---------- Document excerpt

Living organisms can survive only within a certain temperature range. When the ambient temperature is excessive, many animals cool themselves to below ambient temperature by evaporative cooling (sweat in humans and horses, saliva and water in dogs and other mammals); this helps to prevent potentially fatal hyperthermia due to heat stress. The effectiveness of evaporative cooling depends upon humidity; wet-bulb temperature, or more complex calculated quantities such as wet-bulb globe temperature (WBGT) which also takes account of solar radiation, give a useful indication of the degree of heat stress, and are used by several agencies as the basis for heat stress prevention guidelines.

Given the body's vital requirement to maintain a core temperature of approximately 37 C, a sustained wet-bulb temperature exceeding 35 C—equivalent to a heat index of 71 C— is likely to be fatal even to fit and healthy people, semi-nude in the shade and next to a fan; at this temperature human bodies switch from shedding heat to the environment, to gaining heat from it. A 2022 study found that the critical wet-bulb temperature at which heat stress can no longer be compensated in young, healthy adults mimicking basic activities of daily life strongly depended on the ambient temperature and humidity conditions, but was 5–10 C-change below the theoretical limit.

--------------------
---------- Record set

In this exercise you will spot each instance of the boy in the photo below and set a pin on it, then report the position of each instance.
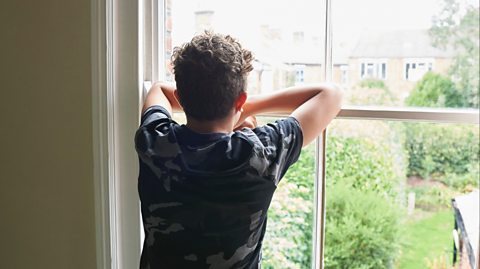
(205, 187)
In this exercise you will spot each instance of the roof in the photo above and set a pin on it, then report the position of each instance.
(398, 44)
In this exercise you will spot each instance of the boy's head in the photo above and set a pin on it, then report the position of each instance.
(210, 72)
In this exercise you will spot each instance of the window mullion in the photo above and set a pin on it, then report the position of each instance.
(319, 214)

--------------------

## Task 1
Copy the heat stress passage from "Given the body's" to "the theoretical limit.", replacing "human bodies" with "people's bodies".
## Task 2
In the heat stress passage, what heat index is equivalent to a wet-bulb temperature of 35 C?
## Task 3
Continue the heat stress passage from its last sentence.
The listing comes from a separate source.

## Final answer 1
Given the body's vital requirement to maintain a core temperature of approximately 37 C, a sustained wet-bulb temperature exceeding 35 C—equivalent to a heat index of 71 C— is likely to be fatal even to fit and healthy people, semi-nude in the shade and next to a fan; at this temperature people's bodies switch from shedding heat to the environment, to gaining heat from it. A 2022 study found that the critical wet-bulb temperature at which heat stress can no longer be compensated in young, healthy adults mimicking basic activities of daily life strongly depended on the ambient temperature and humidity conditions, but was 5–10 C-change below the theoretical limit.

## Final answer 2
A heat index of 71 C.

## Final answer 3
A 2015 study concluded that depending on the extent of future global warming, parts of the world may become uninhabitable due to deadly wet-bulb temperatures as early as 2045. A 2020 study reported cases where a 35 C wet-bulb temperature had already occurred, albeit too briefly and in too small a locality to cause fatalities. Severe mortality and morbidity impacts can occur at much lower wet-bulb temperatures due to suboptimal physiological and behavioral conditions; the 2003 European and 2010 Russian heat waves had values no greater than 28 C.

In 2018, South Carolina implemented new regulations to protect high school students from heat-related emergencies during outdoor activities. Specific guidelines and restrictions are in place for wet-bulb globe temperatures between 82.0 F and 92.0 F; wet-bulb globe temperatures of 92.1 F or greater require all outdoor activities to be canceled.

Wet-bulb temperature extremes (WTEs), as they are known, rarely exceed 2,000 square kilometers.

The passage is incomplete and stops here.